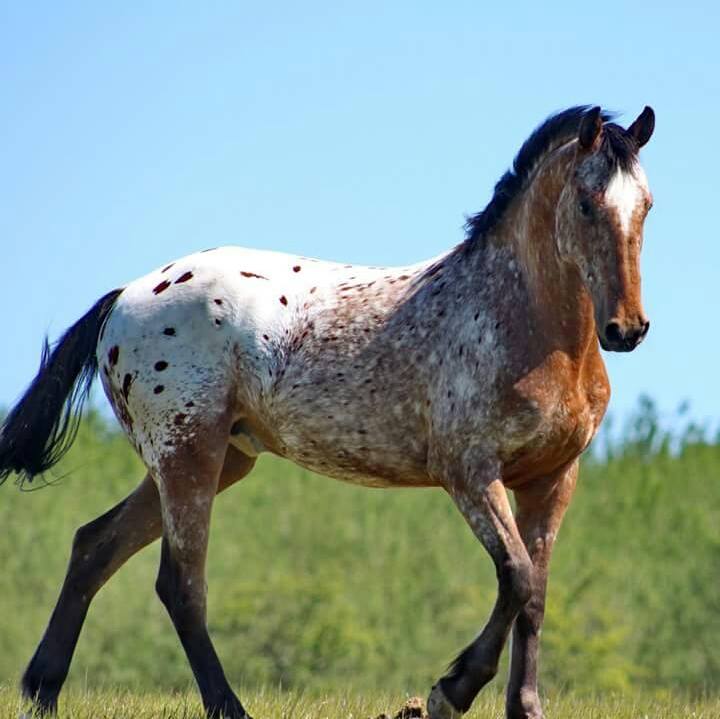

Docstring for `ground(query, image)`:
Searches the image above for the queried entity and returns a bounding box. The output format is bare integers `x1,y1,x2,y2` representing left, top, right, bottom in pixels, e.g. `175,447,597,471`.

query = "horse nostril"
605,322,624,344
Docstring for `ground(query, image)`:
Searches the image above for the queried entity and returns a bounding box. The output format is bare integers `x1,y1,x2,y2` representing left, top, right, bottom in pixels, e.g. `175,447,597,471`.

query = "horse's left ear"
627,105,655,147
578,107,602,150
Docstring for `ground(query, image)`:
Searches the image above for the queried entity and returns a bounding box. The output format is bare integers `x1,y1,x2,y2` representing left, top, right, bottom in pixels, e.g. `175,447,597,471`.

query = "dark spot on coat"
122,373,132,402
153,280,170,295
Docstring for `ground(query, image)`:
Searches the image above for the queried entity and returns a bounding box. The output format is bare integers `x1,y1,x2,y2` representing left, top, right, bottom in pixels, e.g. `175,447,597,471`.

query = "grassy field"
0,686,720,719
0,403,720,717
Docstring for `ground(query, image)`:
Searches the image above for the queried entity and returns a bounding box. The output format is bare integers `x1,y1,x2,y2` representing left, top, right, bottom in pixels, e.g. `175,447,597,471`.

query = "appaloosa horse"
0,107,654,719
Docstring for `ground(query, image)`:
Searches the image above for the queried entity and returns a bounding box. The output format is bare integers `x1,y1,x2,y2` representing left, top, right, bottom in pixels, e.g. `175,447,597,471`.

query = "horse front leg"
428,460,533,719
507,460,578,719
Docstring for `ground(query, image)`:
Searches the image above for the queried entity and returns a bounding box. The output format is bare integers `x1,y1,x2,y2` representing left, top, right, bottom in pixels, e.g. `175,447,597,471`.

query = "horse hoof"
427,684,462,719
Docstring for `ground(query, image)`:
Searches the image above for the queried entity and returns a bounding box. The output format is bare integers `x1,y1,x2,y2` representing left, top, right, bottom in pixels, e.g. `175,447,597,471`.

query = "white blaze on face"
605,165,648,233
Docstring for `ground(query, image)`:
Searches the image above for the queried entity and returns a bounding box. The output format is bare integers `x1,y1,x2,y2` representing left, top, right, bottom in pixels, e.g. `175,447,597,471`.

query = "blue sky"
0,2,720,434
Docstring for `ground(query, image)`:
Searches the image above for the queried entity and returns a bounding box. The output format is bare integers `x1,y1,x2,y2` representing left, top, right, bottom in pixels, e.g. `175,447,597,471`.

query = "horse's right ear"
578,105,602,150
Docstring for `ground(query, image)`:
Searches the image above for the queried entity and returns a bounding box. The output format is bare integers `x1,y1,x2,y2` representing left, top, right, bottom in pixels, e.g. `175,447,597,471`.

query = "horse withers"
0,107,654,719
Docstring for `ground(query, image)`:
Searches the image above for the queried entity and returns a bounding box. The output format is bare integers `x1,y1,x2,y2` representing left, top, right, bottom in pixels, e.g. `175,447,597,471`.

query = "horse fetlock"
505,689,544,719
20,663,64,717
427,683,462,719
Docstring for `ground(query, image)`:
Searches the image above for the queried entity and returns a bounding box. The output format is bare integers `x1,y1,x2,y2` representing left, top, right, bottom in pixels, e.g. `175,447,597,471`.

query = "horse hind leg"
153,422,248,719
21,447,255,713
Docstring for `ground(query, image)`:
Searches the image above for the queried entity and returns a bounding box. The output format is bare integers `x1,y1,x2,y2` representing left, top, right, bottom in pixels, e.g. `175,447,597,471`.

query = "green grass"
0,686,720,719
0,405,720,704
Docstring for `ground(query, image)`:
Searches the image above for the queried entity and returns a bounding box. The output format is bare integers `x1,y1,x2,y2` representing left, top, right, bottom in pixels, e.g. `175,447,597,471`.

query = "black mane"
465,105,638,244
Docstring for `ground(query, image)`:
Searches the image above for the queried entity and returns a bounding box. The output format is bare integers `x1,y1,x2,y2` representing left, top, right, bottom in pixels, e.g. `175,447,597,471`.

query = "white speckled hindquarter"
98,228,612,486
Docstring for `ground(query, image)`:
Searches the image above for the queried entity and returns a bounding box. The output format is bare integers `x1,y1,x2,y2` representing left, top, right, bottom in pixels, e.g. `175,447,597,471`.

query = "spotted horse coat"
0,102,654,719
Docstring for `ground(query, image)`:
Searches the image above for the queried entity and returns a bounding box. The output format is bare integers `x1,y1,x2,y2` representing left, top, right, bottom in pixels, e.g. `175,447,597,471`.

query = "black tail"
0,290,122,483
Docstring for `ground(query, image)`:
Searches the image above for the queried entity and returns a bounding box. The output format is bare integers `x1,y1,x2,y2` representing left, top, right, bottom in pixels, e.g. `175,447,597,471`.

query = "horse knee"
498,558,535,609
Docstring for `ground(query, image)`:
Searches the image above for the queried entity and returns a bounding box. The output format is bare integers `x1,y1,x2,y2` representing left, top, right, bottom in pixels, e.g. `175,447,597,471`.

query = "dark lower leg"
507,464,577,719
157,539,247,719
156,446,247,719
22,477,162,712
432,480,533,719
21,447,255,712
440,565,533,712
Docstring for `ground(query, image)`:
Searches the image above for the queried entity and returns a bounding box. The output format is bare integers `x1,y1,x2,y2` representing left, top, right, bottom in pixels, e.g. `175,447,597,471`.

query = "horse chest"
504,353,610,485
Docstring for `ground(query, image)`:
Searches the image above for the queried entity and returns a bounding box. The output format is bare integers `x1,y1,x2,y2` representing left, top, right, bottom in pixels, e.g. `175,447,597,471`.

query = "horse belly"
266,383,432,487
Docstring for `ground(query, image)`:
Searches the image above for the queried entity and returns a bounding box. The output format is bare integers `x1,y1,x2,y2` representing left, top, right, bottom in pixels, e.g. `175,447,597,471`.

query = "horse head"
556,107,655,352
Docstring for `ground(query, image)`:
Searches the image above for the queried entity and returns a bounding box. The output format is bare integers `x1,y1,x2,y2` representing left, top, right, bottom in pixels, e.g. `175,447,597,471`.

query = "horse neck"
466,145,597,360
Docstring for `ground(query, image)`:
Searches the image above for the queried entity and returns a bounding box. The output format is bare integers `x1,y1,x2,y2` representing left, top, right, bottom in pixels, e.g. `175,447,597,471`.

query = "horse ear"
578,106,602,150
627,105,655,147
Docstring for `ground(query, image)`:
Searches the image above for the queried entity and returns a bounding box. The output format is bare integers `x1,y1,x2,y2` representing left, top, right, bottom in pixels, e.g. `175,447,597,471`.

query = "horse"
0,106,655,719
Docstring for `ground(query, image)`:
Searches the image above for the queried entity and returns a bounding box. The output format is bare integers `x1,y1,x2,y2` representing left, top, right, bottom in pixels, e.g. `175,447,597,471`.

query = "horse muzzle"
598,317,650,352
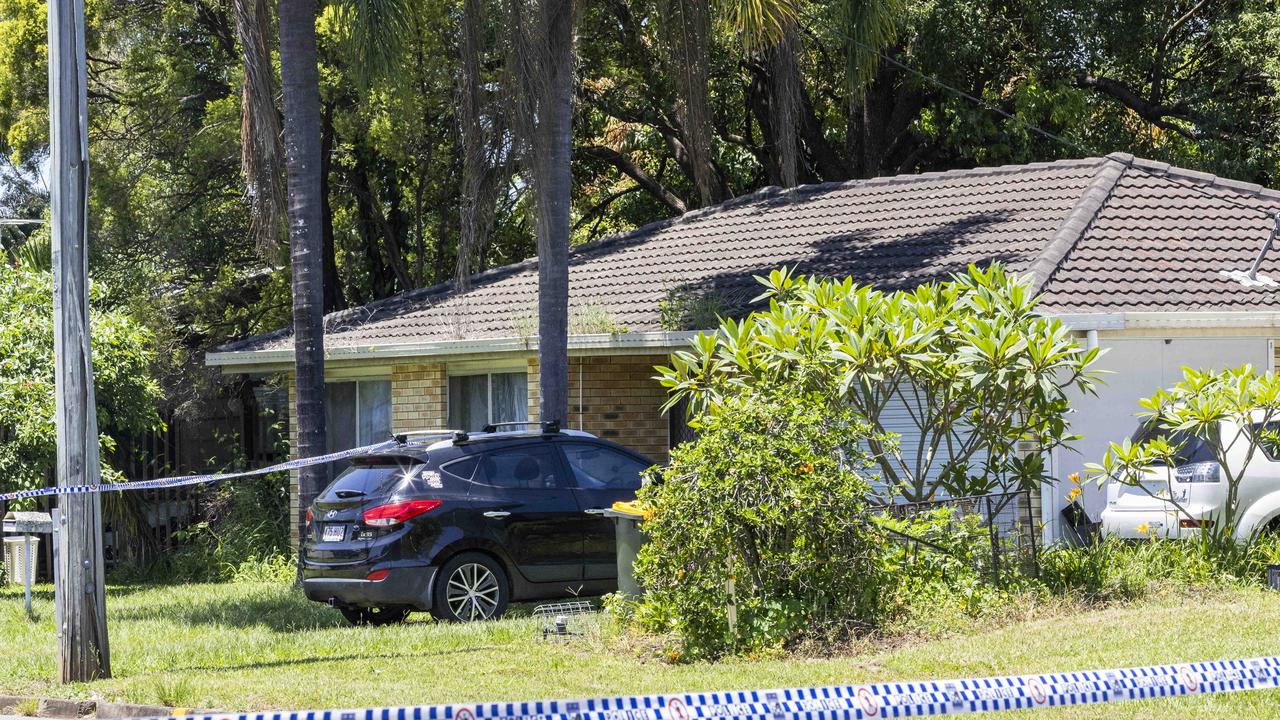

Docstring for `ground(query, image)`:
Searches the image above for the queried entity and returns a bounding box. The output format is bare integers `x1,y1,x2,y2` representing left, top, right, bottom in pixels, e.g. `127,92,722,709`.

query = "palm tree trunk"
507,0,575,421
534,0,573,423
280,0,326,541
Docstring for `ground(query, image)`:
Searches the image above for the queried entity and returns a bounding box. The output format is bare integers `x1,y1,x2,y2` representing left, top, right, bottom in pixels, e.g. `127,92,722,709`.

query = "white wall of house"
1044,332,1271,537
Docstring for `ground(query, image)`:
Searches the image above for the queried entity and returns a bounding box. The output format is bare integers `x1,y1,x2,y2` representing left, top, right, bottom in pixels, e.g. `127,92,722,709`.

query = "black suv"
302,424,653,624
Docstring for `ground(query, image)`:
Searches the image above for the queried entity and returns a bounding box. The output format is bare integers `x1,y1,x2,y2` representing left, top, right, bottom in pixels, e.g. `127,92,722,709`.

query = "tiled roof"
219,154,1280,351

# # # #

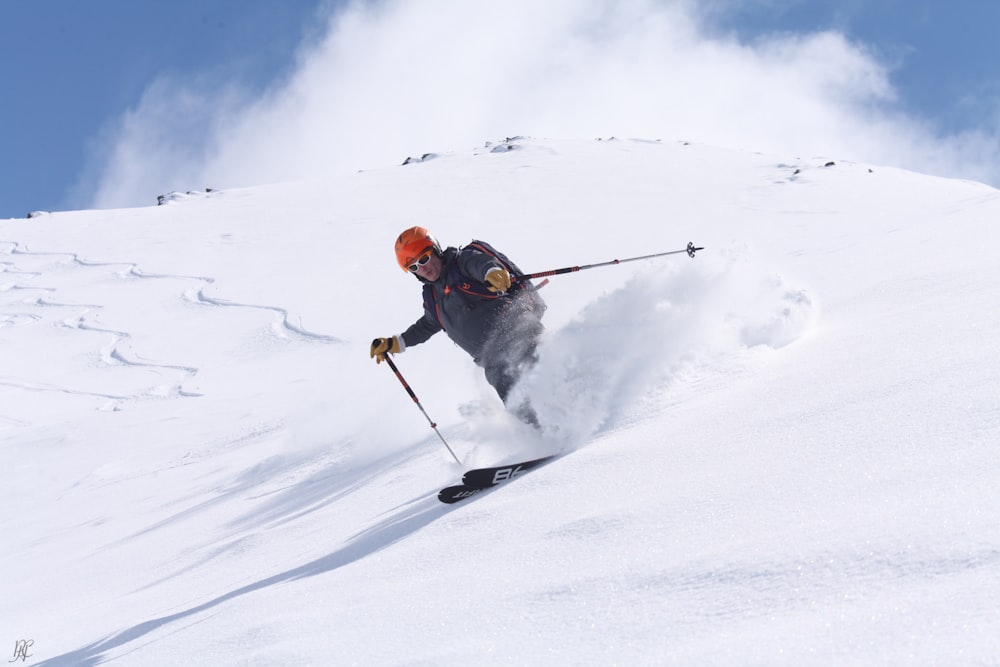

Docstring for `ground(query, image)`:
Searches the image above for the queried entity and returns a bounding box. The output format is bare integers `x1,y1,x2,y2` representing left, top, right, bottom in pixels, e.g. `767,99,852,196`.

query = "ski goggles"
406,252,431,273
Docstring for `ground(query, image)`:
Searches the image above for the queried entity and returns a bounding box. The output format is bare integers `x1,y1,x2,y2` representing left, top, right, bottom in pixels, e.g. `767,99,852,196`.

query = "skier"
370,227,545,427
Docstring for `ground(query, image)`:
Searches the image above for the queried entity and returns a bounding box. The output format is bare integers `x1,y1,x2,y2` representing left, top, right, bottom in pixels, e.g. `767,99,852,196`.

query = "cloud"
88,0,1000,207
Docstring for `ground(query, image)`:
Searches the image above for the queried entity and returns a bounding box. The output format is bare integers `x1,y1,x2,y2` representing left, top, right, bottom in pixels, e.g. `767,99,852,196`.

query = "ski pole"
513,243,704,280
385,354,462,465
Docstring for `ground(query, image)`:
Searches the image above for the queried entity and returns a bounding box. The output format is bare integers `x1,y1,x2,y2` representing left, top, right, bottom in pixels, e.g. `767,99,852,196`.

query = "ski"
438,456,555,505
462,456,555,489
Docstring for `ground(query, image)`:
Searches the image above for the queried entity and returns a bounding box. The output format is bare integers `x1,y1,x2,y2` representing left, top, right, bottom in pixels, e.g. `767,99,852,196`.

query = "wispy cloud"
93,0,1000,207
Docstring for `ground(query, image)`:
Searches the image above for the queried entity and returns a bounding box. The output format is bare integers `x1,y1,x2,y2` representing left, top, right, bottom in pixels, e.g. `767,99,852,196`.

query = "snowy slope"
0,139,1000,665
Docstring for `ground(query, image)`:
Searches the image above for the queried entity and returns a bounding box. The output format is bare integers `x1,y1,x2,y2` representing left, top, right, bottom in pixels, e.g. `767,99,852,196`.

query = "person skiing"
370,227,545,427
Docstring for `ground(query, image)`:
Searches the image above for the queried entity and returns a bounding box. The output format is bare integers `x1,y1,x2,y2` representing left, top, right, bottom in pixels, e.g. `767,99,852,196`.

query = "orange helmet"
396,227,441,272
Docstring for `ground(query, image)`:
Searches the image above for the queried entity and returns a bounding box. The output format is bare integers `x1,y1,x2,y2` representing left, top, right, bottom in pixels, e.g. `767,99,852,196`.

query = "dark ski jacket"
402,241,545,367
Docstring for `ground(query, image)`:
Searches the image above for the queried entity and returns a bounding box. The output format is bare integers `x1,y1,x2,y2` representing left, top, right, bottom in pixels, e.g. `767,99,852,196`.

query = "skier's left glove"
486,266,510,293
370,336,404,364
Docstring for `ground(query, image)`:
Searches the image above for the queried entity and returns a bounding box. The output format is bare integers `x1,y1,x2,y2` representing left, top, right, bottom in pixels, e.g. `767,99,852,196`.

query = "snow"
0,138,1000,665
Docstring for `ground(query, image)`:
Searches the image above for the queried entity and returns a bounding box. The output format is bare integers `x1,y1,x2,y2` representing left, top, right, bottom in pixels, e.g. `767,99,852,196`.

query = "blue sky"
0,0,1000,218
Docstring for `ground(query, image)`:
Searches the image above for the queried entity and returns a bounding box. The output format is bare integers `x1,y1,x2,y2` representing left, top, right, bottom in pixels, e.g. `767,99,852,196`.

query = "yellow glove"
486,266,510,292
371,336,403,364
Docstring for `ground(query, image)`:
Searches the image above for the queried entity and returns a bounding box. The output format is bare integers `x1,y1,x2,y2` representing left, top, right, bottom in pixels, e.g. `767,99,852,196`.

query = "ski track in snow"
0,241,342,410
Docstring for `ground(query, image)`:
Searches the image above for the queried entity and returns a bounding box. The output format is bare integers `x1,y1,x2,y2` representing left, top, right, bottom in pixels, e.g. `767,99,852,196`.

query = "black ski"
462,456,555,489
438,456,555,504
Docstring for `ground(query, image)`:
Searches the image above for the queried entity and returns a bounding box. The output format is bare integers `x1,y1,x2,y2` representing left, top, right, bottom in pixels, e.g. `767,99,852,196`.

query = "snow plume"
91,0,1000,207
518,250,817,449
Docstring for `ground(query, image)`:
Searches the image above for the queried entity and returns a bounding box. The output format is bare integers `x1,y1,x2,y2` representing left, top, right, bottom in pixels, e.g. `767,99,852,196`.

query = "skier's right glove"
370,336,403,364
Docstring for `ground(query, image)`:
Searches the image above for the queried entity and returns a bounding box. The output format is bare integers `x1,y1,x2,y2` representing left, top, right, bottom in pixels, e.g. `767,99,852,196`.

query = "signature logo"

# # # #

**Written exercise:**
Find every line in the listing above that has the word "black" and copy each one out. Case counts.

**Solution for this exercise:**
query = "black mane"
query = "black tail"
query = "black suv"
query = "black ski"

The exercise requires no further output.